Please pull out every line of the material below that contains the word "glass", and copy each of those lines in full.

━━━━━━━━━━━━━━━━━━━━

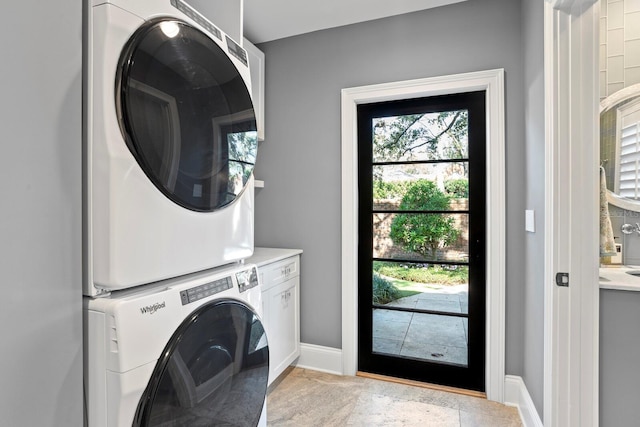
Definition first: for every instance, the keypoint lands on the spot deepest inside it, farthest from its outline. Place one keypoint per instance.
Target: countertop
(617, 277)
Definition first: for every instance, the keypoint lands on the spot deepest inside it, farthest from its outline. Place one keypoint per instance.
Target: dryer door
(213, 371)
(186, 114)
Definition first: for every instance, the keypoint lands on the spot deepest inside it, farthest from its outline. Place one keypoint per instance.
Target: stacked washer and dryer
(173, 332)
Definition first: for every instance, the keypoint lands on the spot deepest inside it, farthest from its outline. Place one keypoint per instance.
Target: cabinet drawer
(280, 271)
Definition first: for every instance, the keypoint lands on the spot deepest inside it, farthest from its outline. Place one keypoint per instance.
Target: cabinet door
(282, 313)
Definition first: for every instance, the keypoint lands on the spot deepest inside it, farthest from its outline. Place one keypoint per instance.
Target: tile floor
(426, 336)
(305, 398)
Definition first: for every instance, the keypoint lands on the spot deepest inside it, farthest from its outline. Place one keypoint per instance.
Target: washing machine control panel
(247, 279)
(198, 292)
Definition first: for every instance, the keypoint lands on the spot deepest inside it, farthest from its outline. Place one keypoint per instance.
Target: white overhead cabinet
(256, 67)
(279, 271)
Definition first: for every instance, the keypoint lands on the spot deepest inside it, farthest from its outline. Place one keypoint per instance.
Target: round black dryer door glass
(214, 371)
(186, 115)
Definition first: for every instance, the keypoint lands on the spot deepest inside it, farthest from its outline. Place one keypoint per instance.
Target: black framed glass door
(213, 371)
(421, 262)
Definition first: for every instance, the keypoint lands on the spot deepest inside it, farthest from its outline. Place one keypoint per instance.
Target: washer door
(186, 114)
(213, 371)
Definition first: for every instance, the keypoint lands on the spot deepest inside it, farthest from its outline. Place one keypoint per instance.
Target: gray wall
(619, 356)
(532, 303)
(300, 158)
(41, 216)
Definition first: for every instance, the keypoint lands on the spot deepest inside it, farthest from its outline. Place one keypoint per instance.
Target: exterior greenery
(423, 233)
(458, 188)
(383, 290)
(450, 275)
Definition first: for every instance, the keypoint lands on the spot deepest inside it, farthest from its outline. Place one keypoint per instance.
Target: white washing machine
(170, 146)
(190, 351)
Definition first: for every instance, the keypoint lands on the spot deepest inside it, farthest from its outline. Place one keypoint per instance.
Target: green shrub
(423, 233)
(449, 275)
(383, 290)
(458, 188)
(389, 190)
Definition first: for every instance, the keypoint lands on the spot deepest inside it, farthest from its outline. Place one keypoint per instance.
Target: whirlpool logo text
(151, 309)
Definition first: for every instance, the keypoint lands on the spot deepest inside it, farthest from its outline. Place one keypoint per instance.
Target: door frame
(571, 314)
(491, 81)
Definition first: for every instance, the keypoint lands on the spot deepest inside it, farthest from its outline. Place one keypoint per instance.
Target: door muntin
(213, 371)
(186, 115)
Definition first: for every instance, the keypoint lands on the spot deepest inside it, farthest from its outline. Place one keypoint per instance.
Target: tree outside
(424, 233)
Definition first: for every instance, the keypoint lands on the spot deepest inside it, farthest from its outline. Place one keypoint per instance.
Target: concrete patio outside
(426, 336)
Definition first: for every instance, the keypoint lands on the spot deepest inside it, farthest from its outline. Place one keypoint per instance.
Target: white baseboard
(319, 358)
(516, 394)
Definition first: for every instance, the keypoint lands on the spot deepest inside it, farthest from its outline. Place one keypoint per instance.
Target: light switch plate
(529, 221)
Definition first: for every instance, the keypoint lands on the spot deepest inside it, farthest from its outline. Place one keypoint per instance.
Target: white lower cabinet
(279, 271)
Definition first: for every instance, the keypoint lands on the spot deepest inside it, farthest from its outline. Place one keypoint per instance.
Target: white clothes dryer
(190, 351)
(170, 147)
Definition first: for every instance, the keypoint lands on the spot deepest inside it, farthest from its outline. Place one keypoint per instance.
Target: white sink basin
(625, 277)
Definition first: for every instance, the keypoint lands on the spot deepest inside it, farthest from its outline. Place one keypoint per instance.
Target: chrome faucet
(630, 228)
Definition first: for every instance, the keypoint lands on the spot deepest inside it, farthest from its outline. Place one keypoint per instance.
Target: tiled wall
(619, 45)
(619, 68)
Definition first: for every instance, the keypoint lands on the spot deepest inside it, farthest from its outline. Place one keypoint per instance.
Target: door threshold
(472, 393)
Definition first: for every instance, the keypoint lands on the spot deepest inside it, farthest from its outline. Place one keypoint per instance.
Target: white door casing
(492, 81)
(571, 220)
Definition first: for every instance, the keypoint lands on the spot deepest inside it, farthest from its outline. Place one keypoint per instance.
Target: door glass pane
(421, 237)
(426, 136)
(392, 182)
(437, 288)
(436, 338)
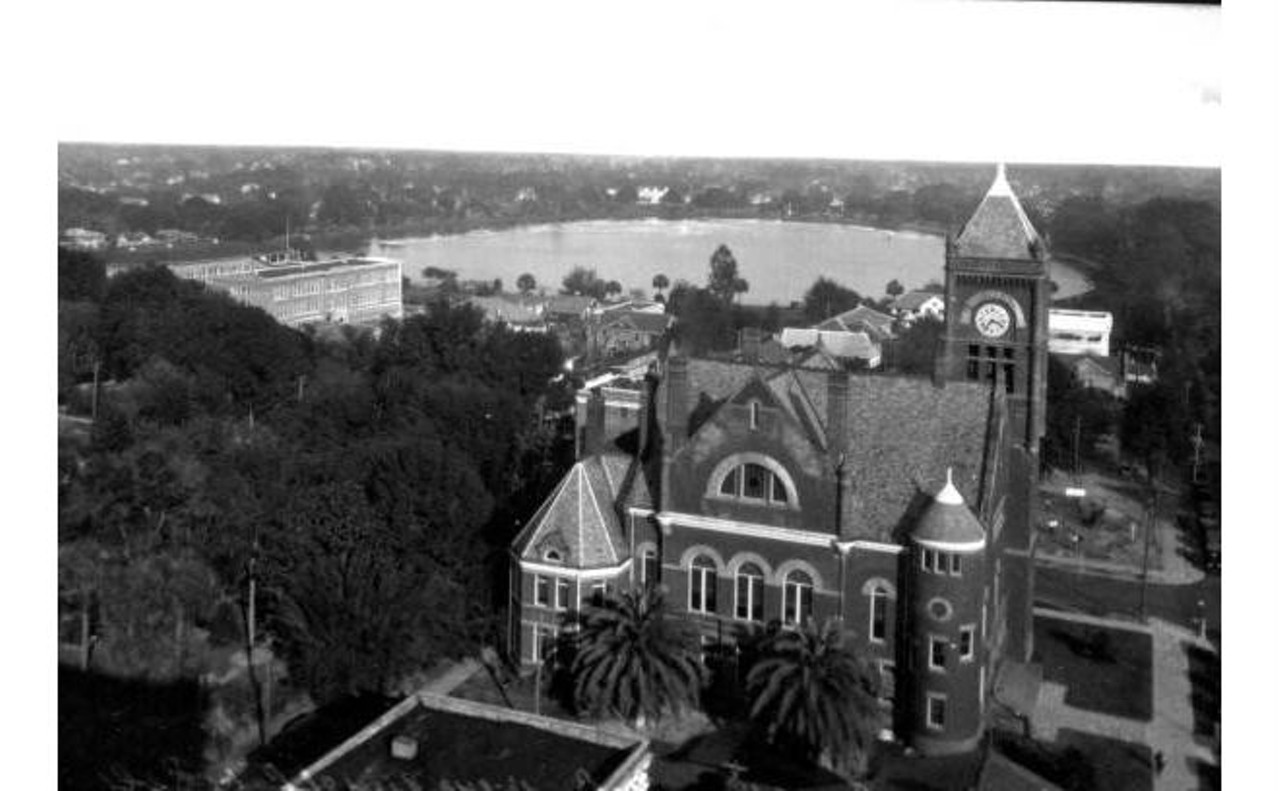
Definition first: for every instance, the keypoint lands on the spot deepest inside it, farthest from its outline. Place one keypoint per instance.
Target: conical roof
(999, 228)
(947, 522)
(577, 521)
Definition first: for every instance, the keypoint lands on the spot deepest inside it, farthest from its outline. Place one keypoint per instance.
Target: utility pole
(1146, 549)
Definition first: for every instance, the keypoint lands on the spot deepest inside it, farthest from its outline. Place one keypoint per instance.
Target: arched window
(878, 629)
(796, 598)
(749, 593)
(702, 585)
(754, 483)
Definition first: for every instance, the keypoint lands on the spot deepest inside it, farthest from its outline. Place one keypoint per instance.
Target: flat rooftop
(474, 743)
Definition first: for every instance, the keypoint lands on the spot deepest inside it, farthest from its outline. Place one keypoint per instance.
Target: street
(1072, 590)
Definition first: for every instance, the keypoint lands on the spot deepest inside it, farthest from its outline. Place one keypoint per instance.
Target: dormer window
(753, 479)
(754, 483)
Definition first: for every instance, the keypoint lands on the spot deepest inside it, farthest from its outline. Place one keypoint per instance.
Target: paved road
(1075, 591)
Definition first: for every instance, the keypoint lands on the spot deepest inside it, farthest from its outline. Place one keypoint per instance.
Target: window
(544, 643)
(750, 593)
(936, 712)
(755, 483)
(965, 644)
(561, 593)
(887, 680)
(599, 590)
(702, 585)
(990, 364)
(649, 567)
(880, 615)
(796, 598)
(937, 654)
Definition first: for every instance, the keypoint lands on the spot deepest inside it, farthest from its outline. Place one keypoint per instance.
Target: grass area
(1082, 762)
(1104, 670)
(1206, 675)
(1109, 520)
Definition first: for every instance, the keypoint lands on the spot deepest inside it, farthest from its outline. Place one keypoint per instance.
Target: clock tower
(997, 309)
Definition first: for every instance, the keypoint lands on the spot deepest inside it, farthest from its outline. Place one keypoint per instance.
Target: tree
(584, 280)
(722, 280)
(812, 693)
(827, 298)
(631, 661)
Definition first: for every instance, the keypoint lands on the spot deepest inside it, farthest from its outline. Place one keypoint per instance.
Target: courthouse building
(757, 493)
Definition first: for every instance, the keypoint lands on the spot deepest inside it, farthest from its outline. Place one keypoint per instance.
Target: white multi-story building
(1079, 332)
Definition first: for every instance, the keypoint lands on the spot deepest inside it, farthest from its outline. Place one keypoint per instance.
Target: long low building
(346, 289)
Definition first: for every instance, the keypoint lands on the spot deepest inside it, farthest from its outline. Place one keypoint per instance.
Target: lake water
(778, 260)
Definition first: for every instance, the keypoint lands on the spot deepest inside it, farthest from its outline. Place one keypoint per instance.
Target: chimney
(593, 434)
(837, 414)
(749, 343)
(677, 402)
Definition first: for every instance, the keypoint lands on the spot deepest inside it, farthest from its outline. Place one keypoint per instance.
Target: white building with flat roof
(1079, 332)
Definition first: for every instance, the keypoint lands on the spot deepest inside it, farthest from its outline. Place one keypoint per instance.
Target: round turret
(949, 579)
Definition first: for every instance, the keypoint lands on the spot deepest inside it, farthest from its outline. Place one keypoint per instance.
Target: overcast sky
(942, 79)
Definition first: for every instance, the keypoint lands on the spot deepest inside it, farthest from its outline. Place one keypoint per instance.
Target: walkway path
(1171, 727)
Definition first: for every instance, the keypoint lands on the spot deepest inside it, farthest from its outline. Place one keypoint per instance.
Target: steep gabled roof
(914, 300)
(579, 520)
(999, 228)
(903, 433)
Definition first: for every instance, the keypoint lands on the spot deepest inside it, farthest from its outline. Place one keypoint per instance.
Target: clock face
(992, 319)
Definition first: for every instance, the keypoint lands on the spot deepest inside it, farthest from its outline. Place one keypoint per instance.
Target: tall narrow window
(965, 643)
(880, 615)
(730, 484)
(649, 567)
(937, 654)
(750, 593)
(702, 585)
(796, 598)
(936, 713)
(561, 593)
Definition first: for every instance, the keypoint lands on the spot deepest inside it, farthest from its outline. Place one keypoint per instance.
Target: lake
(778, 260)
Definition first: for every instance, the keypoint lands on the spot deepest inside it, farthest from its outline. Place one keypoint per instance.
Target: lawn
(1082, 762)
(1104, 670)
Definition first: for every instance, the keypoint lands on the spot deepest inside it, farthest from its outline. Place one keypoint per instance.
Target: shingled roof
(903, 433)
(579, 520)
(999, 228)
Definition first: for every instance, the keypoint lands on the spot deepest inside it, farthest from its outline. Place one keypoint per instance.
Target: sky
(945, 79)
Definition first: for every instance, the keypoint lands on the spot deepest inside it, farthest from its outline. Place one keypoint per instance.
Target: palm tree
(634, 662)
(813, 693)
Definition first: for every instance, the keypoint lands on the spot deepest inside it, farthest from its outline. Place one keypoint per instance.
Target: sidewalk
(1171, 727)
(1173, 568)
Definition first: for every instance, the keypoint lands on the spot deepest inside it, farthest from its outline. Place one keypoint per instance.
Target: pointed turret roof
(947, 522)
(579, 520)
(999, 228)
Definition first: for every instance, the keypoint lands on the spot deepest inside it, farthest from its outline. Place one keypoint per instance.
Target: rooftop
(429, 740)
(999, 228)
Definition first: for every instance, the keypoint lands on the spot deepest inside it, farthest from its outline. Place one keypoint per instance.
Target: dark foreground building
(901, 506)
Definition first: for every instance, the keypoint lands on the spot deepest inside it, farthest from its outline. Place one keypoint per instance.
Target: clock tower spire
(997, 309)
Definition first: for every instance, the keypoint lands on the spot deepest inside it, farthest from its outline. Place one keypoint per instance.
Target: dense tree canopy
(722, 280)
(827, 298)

━━━━━━━━━━━━━━━━━━━━

• _THE ANSWER_:
Target: round black dryer door glass
Target: black framed glass door
Target: door glass pane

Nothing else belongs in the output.